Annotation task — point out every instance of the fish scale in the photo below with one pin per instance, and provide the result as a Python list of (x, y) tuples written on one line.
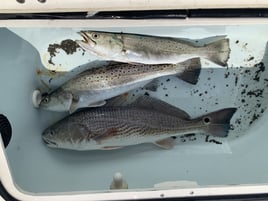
[(147, 120)]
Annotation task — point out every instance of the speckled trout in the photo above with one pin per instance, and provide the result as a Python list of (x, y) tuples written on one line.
[(147, 120), (92, 87), (134, 48)]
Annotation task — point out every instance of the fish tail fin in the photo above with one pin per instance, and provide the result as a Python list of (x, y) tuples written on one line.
[(218, 123), (192, 70), (219, 51)]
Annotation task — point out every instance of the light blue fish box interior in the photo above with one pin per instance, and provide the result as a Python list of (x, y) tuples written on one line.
[(195, 161)]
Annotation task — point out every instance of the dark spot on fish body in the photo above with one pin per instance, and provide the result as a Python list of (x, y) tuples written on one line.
[(207, 136), (250, 58), (226, 75), (68, 46), (236, 80), (215, 141)]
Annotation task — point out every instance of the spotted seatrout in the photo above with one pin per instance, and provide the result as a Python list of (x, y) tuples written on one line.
[(92, 87), (147, 120), (134, 48)]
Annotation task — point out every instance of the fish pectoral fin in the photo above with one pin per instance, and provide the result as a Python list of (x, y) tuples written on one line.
[(121, 100), (152, 86), (77, 104), (73, 107), (111, 147), (97, 104), (191, 72), (167, 143)]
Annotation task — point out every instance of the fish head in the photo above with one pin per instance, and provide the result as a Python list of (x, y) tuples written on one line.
[(102, 44), (58, 100), (66, 134)]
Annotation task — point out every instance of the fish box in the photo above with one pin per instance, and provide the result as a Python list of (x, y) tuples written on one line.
[(38, 56)]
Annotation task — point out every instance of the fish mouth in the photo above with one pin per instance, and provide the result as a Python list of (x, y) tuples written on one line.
[(49, 142), (87, 40)]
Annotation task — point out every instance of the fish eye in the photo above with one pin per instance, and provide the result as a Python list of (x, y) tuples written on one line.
[(46, 99), (51, 132), (207, 120), (95, 35)]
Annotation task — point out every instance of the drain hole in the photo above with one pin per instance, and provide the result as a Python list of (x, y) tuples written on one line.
[(206, 120), (5, 130)]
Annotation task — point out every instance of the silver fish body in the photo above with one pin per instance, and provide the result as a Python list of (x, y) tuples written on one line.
[(152, 121), (135, 48), (92, 87)]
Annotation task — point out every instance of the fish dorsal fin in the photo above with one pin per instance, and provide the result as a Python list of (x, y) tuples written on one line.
[(166, 143), (191, 72), (158, 105)]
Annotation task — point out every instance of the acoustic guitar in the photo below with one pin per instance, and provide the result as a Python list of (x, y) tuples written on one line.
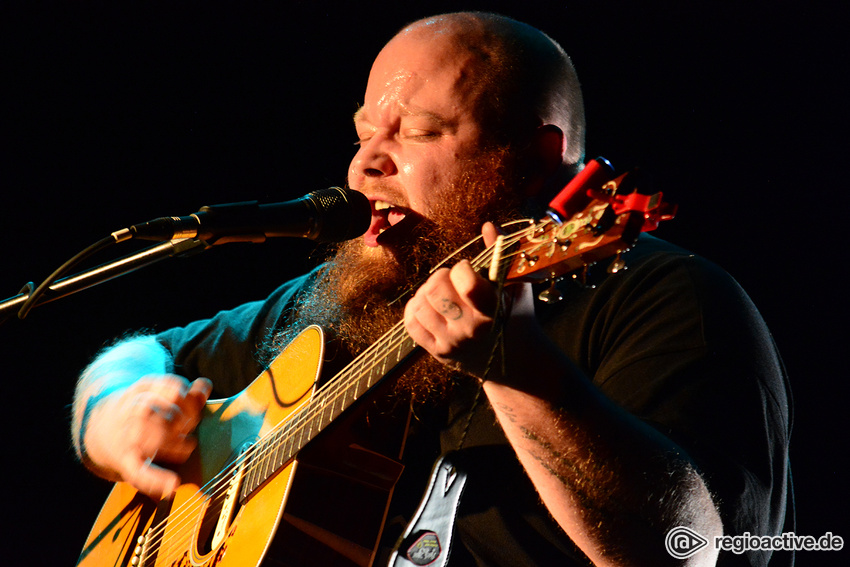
[(242, 504)]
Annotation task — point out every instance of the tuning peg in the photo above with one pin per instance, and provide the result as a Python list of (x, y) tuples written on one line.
[(551, 294), (582, 277), (617, 265)]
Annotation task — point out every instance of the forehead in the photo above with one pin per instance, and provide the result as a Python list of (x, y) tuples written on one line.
[(419, 73)]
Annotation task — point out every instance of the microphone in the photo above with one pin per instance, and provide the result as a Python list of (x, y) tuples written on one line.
[(327, 215)]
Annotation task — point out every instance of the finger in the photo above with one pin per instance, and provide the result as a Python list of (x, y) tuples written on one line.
[(472, 289), (490, 232), (150, 479)]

=======

Print all the material above verbatim and omit its pictures.

# Task output
Annotation task — point out every instance of the fish scale in the photo below with one pin per instance, and provide the result as a Python list of (x, y) tuples written on one line.
[(147, 120)]
Annotation task — point out every instance of the speckled trout in the photo above with one pin per instance, and provide the result as a Python list of (x, y) tuples written on one line.
[(147, 120), (92, 87), (134, 48)]
Annotation task — point out every instance of the fish tail fin in the photo above with one pin per instance, and provide the result as a Python list of (x, y) tuples written on one line.
[(218, 123), (192, 70), (219, 51)]
Annotation task — point out every instance of the light blue fish box interior in the photo above with one pin per instance, and provide the result as a Python list of (x, y) tuples written on one line.
[(195, 161)]
Annotation task — point out every instance of the dark spot on fish body in the photo above with one pin per instance, and provide the result as a Python list of (x, y) tuples written on one line.
[(207, 136), (250, 58), (226, 75), (68, 46), (236, 80), (215, 141)]
Annotation task — point out every instance of the spotted seatrout in the photo above with one pin per instance, and provide the result as a Python list of (x, y) tuples written on one line.
[(92, 87), (147, 120), (134, 48)]
Annotation task — point out every instance of the fish pectoral fin in the photo above with one pin per instance, and provide the result as a Python list of (x, y) tuples written on one line.
[(121, 100), (152, 86), (77, 104), (73, 107), (111, 147), (97, 104), (191, 72), (167, 143)]
Annotation task — point out every instance of the fish head in the photo above with one pin per instance, and provide the result as a Python list of (x, y) tuples written on one line.
[(102, 44), (58, 100), (66, 134)]
Annotation task — point out every instance of the fish box in the photo above with one pin per instance, and provide the result as a Python list of (x, y) tuples written on one line.
[(38, 56)]
Annotation task — point out every instance of the fish mouth in the photo above with one pin per instance, and provide the result as a Python list of (x, y) tuples written on one line.
[(49, 142), (87, 40)]
Annotation task — point out every instance of the fish eye in the photo above with one pin per instance, and provide the result as a Python list of (x, y) tuples written on one line.
[(46, 99), (51, 132), (207, 120), (95, 35)]
Annotation task — point out every instance of the drain hole in the photo above with one pin per instance, and provide the result as a Python list of (x, y) tuples written on one line.
[(206, 120), (5, 130)]
Annotation task — point out every instance of the silver fish body in the photo above with one pin per instance, and provide the result as a Python list of (x, y) tuples written on one line.
[(152, 121), (135, 48), (92, 87)]
Annotation task — point out every instance of the fish dorsal fin in the photo above with one pin per instance, and provide the result as a Python list of (x, y) tuples written on one line.
[(166, 143), (191, 72), (158, 105)]
Annotation task — point out every instance of the acoustic guitar in the photo below with one pin per instance, and provide the result as a Python list of (x, y) tuples written on one line.
[(242, 504)]
Annotation task — point out every instance of the tuning peg in the photo above with one pin per instance, and provide the result as a Python list of (x, y) tuples written on one line.
[(551, 294), (582, 277), (617, 265)]
Annotation task — point out every instance of the forehead in the photo above with one pin per instance, and provide the result as a Python list of (x, y) tuples written on one line.
[(419, 73)]
Annotation task — point out every instance of the microphone in the photo above with one pin per instance, and provide the result as a Python list of (x, y) tuples written on one line.
[(327, 215)]
Annotation task — point out every instance of the finger in the photo above with one pin per instance, and provide the result as a Python list of (x, y) tuples written on one line.
[(472, 289), (490, 232), (150, 479)]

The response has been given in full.